→ WHAT THE EXERCISE ASKS: Output every line of the listing below as a JSON list of strings, one string per line, with blank lines left out.

* * *

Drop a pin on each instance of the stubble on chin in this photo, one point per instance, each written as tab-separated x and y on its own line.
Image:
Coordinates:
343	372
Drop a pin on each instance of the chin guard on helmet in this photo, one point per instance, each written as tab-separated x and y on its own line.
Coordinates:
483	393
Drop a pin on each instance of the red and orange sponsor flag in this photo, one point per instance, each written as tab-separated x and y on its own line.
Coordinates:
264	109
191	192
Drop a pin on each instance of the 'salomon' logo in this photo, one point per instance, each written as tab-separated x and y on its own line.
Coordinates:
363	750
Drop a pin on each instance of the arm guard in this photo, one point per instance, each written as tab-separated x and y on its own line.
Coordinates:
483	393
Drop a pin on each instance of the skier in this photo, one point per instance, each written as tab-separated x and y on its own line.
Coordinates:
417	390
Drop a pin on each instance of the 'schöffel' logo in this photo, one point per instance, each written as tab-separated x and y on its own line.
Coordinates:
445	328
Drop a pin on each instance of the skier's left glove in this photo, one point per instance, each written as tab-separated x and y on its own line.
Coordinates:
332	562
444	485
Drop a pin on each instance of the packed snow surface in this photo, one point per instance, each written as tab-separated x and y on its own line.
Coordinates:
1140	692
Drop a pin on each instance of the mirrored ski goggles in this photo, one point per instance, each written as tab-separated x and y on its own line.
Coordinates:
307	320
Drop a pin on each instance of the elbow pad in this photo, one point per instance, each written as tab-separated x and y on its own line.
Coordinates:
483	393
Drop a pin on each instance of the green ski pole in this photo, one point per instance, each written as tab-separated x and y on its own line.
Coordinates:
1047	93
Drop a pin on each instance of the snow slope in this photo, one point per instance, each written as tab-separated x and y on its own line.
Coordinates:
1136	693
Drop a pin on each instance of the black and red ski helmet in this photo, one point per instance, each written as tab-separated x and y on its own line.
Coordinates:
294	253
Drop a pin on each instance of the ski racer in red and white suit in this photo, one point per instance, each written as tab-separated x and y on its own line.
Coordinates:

* * *

→ ANSWER TO THE EXERCISE:
[
  "Drop a pin on each instance of the stubble on chin in this photo, one point per instance, each written as tab-separated x and y on its own line.",
  "Image:",
  "Coordinates:",
  "343\t372",
  "Drop a pin on each instance of the chin guard on helmet in this photo, one point per instance, each written as tab-separated x and y on its own line.",
  "Coordinates:",
  "483\t393",
  "Drop a pin on each instance of the red and orange sponsor flag in this photo, one point per instance, each written as tab-separated x and y on its own line.",
  "Coordinates:",
  "264\t109",
  "191\t192",
  "Drop a pin on each instance of the 'salomon' logo in this photo, one point per instance, each written as tab-separated x and y on its own line.",
  "Coordinates:",
  "363\t750",
  "Drop a pin on each instance of the arm guard in this photo, one point per instance, each written as tab-separated x and y on its own line.",
  "Coordinates:",
  "483\t393",
  "Drop a pin on each instance of the skier in this photo, one point per instance, each written as tab-separated x and y on its own line.",
  "Coordinates:",
  "417\t390",
  "Drop a pin on each instance of the 'schöffel' logo in this photo, one point per instance, each written as tab-separated x and y on its own line.",
  "Coordinates:",
  "445\t328",
  "Drop a pin on each instance of the skier's left glove in this photo, one point per instance, each written as tab-separated x and y on its own line.",
  "Coordinates:",
  "332\t562",
  "444\t485",
  "Drop a pin on each instance of the packed snow surface in this photo, one point per instance, each written as tab-separated x and y on its own line.",
  "Coordinates:",
  "1140\t692",
  "Drop a pin on each instance of the mirrored ski goggles in this photo, one point per instance, each written as tab-separated x and y on its own line.",
  "Coordinates:",
  "307\t320",
  "Drop a pin on each instance of the elbow pad in this photo, one point per instance, each written as tab-separated x and y on its own line.",
  "Coordinates:",
  "483\t393",
  "Drop a pin on each instance of the green ski pole in this photo, one point per instance, each written as tab-separated x and y on its own line.",
  "Coordinates:",
  "1047\t93",
  "Drop a pin on each instance of the snow slope in this photo, one point per instance, each written as tab-separated x and y on its own line.",
  "Coordinates:",
  "1136\t693",
  "Drop a pin on each instance of the black and red ski helmet in this photo, one point per instance, each written as tab-separated x and y on its own line.",
  "Coordinates:",
  "294\t253",
  "Drop a pin on each instance of the ski racer in red and white suit in this photo, one point per instance, each written as tab-separated x and y on its own line.",
  "Coordinates:"
]